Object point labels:

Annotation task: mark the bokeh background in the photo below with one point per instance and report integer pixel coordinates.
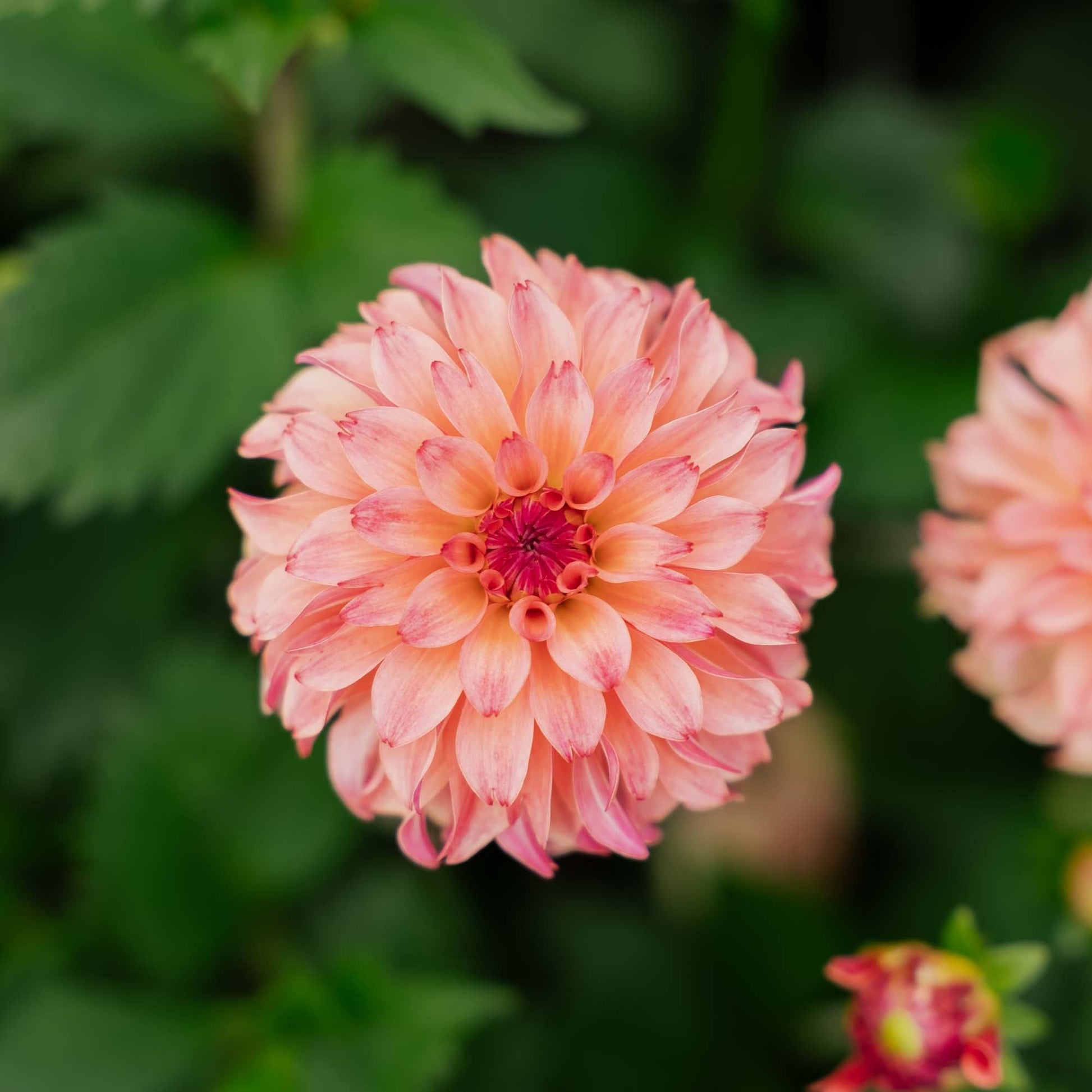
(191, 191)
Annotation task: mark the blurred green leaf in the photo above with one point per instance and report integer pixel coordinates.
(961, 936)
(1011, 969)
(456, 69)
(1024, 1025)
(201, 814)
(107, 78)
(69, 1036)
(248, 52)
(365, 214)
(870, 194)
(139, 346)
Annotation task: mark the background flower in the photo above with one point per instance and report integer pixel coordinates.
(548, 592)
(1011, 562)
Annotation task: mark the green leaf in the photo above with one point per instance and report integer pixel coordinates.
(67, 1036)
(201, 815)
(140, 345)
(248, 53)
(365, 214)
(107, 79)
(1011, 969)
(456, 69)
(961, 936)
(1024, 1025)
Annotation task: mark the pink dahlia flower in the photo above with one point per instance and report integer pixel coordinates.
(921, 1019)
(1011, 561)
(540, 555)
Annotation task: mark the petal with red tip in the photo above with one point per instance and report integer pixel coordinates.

» **WHAT YOU ARE ASKED TO DO**:
Would you repeat every item above word for word, leaving the pictures out?

» **SOLUTION TO THIS PROBLEM**:
Annotation task: mark the bokeh background in the photo below with one point per instance and report integer pixel coordinates.
(191, 191)
Annotation task: mark the blurred green leaf in the photo above with one point per instance and report integer pixel coordinates.
(961, 936)
(1011, 969)
(456, 69)
(1024, 1025)
(201, 814)
(107, 78)
(69, 1036)
(248, 52)
(365, 214)
(870, 194)
(139, 346)
Annotation task: mark the background flower in the photo above with one point per instance and report integer pixel coordinates.
(548, 592)
(1011, 562)
Annotation task: mark the green leaf in the photo above with one point per instance and report integer pixel coordinates.
(67, 1036)
(201, 815)
(140, 345)
(248, 53)
(365, 214)
(107, 79)
(1011, 969)
(456, 69)
(961, 936)
(1024, 1025)
Annotation task: mark the pink dahlia flower in the photo above with one point per instance and report integer pixel coordinates.
(921, 1019)
(1011, 561)
(540, 555)
Annotation task: mark the petal with red tip in the photo above with one point per instance and report integer pixel coordinates.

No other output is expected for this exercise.